▶ [Exercise goal]: For every line in the material below that holds "steel", report the line.
*** Begin section ***
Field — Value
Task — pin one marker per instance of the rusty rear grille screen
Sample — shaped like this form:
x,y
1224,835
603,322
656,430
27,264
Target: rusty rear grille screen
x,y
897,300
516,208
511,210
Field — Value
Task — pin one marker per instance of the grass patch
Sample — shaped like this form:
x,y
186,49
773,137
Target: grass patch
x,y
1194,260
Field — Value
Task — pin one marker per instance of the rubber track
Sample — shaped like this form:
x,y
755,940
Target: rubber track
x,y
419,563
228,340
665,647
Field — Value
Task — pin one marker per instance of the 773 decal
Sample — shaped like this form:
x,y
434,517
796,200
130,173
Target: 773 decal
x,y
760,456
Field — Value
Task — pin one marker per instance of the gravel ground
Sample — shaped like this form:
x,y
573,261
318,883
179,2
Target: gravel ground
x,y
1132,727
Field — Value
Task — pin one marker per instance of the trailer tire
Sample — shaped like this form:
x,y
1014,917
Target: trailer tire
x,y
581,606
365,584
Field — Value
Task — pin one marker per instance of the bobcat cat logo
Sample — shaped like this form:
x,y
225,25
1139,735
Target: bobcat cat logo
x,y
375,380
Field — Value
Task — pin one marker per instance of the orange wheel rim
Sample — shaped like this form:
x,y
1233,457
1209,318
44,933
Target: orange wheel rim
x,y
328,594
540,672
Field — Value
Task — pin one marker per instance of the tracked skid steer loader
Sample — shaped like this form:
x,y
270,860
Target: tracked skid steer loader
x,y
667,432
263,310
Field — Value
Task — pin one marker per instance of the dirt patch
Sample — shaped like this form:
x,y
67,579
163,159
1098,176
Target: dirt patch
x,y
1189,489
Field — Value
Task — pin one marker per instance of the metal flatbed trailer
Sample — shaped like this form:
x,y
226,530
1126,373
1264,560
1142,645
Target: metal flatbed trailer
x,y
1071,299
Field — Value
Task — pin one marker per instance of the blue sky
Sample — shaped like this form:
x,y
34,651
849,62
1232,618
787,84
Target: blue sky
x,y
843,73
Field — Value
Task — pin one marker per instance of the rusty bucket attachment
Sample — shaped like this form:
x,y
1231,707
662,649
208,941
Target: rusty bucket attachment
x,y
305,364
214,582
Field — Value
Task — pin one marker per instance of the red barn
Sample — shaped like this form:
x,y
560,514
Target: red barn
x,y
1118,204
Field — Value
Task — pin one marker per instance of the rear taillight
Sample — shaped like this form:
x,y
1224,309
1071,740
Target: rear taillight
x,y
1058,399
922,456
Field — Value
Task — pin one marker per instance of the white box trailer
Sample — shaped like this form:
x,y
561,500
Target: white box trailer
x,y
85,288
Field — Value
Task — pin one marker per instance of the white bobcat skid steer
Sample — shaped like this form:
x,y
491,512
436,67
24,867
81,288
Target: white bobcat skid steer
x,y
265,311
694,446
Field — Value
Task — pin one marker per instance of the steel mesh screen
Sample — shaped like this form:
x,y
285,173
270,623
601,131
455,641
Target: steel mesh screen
*** End section ***
▶ [Result of the exercise]:
Task — pin one marker per instance of the steel mesh screen
Target: steel mesh screen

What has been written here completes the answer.